> _EXERCISE_
Copy out the entries from the start through the line that contains "[348,91,367,126]", inclusive, keeping their requests. Shift each bounding-box coordinate in the answers by adding 37 to it.

** START OF LISTING **

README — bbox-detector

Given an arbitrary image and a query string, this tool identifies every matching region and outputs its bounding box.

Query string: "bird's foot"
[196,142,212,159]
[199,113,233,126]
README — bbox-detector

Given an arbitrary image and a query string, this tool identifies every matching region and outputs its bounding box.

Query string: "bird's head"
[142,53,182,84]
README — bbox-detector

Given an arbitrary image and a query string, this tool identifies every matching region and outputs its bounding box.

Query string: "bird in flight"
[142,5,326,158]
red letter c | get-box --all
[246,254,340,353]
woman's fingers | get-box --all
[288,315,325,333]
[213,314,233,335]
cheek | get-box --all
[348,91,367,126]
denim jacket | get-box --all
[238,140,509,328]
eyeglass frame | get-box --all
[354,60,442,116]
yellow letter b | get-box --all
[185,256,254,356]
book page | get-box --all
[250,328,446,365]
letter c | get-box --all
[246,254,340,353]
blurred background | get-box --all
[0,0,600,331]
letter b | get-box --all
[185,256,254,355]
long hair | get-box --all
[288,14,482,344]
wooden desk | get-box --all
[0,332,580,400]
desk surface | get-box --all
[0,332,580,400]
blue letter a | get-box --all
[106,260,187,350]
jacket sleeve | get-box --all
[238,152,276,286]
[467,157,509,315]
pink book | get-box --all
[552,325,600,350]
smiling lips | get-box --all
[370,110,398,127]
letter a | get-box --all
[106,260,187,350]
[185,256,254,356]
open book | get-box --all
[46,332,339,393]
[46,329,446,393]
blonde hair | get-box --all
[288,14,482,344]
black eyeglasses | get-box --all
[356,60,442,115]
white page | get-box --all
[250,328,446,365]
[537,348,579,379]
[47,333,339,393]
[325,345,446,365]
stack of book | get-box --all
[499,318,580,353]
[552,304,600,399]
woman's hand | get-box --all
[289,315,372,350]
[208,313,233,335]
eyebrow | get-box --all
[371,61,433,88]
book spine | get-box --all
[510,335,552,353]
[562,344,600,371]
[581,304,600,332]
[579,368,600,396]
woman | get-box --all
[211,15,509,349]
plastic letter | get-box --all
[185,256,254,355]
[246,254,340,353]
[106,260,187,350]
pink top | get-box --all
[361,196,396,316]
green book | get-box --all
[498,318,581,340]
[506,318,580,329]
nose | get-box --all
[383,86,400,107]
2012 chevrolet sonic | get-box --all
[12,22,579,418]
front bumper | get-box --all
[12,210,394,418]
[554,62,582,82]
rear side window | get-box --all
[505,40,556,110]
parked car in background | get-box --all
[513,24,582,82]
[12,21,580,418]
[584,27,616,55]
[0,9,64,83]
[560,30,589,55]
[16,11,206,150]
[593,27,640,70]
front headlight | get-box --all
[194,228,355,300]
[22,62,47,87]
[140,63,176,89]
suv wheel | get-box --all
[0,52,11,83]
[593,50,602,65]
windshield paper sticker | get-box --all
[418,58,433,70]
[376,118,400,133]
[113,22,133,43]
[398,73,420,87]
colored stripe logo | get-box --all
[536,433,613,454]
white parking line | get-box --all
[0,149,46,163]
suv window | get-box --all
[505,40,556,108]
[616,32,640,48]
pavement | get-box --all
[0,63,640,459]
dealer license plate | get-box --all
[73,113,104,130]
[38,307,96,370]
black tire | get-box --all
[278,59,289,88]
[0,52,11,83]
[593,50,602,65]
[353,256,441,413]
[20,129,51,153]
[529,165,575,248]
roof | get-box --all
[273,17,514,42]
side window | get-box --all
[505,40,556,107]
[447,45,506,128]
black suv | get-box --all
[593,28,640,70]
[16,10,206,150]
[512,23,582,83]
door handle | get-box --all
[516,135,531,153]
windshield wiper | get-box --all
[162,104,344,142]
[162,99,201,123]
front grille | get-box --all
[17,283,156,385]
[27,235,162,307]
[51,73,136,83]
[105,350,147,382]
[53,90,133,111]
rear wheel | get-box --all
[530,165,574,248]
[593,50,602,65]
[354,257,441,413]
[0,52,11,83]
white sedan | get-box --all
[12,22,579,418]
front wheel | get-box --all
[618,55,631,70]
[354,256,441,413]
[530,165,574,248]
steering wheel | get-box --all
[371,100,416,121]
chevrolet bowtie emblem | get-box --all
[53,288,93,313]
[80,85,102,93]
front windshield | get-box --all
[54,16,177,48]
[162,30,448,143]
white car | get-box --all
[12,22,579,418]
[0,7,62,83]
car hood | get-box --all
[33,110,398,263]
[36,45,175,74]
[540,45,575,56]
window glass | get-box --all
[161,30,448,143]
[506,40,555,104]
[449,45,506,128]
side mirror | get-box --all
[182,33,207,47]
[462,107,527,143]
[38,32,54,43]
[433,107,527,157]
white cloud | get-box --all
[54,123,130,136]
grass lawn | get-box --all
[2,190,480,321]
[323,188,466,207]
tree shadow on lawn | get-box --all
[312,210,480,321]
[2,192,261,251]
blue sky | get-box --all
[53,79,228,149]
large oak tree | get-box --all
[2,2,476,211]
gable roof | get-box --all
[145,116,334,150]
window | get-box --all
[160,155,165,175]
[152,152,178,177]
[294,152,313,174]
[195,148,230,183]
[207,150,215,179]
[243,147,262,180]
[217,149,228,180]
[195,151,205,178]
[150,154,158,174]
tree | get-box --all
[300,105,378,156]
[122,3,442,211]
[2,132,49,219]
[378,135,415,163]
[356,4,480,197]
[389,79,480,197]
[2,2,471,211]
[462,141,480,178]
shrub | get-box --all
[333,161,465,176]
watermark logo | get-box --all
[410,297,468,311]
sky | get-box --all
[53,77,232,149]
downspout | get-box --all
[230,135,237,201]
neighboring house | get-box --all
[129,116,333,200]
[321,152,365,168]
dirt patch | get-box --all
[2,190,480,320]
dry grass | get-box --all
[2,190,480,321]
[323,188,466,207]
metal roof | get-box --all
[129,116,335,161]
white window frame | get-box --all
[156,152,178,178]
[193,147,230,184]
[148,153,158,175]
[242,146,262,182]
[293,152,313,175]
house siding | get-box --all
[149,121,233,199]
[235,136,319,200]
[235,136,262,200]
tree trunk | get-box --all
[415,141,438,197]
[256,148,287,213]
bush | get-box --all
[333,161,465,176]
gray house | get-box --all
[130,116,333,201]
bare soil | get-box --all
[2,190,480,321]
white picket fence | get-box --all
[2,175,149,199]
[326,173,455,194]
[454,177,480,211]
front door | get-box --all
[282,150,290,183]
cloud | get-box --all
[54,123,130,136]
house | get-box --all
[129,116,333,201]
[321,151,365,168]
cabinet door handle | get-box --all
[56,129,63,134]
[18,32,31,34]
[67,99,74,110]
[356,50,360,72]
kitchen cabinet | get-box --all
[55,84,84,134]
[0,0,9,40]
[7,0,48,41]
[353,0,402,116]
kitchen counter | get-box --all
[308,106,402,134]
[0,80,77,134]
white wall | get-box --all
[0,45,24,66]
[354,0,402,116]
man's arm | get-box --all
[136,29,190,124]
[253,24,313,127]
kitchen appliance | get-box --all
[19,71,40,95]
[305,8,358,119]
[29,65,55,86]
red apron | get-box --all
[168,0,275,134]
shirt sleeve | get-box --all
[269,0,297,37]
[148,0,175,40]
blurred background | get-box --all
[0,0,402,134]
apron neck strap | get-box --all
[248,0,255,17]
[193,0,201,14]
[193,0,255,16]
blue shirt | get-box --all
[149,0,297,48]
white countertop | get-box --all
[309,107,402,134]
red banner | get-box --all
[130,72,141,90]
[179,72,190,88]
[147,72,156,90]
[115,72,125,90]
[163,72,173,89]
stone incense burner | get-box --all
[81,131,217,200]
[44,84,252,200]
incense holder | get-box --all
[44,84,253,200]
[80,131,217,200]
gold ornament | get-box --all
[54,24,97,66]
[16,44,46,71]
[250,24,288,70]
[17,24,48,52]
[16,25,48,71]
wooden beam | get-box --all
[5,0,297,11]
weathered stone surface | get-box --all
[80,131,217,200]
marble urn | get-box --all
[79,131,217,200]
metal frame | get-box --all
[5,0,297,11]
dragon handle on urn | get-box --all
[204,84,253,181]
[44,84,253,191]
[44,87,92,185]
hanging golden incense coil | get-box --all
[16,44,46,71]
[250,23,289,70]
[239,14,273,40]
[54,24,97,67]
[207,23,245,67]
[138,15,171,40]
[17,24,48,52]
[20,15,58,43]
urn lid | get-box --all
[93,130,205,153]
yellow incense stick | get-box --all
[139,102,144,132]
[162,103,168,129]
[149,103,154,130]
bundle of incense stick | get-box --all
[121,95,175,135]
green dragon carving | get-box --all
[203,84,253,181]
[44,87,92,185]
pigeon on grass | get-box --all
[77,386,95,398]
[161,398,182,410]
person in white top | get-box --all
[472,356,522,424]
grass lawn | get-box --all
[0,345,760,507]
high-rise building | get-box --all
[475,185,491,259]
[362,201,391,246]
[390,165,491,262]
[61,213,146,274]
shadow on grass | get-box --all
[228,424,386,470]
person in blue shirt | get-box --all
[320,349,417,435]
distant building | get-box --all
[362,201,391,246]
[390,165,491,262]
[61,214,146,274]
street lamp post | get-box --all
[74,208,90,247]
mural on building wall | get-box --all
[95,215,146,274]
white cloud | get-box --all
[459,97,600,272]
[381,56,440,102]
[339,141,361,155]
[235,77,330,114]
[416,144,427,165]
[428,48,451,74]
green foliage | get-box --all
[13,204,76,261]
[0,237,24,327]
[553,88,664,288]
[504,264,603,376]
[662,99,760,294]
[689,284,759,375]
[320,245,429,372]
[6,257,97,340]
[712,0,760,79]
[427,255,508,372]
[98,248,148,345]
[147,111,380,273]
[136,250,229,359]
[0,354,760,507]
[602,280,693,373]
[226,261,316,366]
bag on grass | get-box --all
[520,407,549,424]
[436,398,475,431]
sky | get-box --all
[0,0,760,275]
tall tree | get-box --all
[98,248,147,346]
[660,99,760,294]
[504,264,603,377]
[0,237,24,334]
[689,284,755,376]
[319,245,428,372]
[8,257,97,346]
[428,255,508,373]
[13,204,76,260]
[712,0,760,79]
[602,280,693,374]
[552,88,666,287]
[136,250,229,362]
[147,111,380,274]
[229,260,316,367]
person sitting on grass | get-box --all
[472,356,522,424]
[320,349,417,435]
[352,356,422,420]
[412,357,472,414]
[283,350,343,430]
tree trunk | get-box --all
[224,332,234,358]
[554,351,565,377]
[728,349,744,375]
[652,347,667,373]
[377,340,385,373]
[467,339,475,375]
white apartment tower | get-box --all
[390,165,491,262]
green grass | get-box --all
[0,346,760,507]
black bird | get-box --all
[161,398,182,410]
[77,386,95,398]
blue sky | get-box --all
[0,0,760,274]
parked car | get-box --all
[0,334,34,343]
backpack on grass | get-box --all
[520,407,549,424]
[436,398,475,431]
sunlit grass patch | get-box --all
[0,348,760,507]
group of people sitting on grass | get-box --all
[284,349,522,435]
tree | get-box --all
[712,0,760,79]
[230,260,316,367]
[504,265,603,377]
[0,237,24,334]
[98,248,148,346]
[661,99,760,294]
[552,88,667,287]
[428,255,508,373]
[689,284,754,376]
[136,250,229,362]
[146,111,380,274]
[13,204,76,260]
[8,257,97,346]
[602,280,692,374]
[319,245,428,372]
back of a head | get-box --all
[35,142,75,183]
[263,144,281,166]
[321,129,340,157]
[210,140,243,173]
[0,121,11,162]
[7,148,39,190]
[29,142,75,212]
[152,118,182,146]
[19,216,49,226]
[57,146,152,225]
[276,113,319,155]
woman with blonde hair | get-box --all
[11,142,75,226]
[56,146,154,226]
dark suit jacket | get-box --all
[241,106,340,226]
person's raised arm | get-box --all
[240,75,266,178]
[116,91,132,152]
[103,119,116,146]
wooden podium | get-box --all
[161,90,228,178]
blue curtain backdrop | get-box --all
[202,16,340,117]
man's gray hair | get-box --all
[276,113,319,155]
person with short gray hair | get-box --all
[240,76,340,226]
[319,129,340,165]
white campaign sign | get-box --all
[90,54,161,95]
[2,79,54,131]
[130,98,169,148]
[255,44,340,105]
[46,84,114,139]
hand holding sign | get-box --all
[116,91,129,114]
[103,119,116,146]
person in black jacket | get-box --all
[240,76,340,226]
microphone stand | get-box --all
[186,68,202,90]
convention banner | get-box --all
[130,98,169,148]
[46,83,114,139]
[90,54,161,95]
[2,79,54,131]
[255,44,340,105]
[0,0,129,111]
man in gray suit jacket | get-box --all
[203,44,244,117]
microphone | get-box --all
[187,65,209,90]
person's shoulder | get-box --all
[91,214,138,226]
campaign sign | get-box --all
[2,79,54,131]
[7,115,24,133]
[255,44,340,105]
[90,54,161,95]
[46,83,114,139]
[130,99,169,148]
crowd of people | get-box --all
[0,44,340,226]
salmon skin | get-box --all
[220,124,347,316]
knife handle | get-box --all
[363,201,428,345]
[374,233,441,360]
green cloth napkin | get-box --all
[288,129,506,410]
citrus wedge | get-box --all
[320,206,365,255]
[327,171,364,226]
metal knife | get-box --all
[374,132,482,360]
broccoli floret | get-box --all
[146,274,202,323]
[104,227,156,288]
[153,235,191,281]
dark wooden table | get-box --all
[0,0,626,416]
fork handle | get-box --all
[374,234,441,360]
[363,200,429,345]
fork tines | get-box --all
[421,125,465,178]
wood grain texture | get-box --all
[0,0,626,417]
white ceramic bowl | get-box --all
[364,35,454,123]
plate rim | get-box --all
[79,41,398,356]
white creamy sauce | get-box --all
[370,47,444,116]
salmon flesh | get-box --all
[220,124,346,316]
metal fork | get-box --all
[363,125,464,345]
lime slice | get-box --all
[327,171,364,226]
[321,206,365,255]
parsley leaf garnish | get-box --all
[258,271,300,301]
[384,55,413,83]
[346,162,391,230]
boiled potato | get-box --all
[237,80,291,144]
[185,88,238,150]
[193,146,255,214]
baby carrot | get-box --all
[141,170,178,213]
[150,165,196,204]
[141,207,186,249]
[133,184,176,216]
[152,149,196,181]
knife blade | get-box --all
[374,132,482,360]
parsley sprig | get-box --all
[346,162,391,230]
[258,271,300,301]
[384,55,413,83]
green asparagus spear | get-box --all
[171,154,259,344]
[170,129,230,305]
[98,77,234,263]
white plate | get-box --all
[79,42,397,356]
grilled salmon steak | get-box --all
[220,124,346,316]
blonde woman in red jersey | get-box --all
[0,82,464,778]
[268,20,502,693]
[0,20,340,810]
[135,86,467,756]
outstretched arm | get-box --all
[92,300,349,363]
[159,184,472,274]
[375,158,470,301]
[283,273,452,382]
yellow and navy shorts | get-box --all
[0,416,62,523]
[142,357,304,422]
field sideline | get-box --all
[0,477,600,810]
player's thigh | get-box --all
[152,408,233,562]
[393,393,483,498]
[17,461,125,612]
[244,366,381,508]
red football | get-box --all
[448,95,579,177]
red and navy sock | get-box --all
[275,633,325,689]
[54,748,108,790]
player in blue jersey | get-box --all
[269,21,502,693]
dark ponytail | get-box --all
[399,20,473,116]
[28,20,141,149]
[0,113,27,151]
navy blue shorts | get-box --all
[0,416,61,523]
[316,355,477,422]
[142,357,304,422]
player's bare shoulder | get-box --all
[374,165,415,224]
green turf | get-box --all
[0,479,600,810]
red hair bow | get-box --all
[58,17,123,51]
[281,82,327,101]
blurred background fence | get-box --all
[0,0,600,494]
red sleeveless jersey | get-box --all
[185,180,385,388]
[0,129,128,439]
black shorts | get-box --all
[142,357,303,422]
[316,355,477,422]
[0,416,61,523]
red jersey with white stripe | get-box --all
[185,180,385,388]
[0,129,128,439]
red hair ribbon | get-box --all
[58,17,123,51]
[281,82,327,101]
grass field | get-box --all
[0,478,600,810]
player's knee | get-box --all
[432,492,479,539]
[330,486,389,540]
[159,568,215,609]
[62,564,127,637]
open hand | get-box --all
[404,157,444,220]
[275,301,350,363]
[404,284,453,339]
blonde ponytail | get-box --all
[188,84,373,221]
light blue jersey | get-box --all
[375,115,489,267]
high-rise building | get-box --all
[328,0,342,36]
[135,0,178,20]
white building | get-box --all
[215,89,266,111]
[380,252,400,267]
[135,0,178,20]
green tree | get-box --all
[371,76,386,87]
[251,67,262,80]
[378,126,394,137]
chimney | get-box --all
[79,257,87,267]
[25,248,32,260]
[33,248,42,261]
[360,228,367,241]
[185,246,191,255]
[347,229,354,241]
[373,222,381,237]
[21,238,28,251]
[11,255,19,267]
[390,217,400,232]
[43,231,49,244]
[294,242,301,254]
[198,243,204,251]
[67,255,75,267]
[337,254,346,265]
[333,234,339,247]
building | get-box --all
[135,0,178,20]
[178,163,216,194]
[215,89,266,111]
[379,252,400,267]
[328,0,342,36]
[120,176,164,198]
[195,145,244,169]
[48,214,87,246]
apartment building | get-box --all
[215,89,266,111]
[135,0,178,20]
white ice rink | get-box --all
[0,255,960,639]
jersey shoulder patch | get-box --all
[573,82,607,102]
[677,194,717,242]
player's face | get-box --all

** END OF LISTING **

> _REPLY TO THE TASK_
README — bbox-detector

Given an arbitrary image and a query string, this tool identifies every matching region and outputs its bounding box.

Query string: "bird's foot"
[233,179,249,196]
[236,150,270,163]
README — bbox-detector

Given an arbitrary image and a query string, this tool identifies every matching region and outputs its bounding box.

Query string: "bird's head"
[179,90,219,121]
README — bbox-detector

Given an arbitrary image and a query string, this tool identifies every matching region and outputs its bounding box.

Query string: "bird in flight"
[179,42,363,195]
red letter c | get-box --all
[283,291,377,390]
woman's fingers | get-box --all
[325,352,362,370]
[250,351,270,372]
cheek | get-box --all
[385,128,404,163]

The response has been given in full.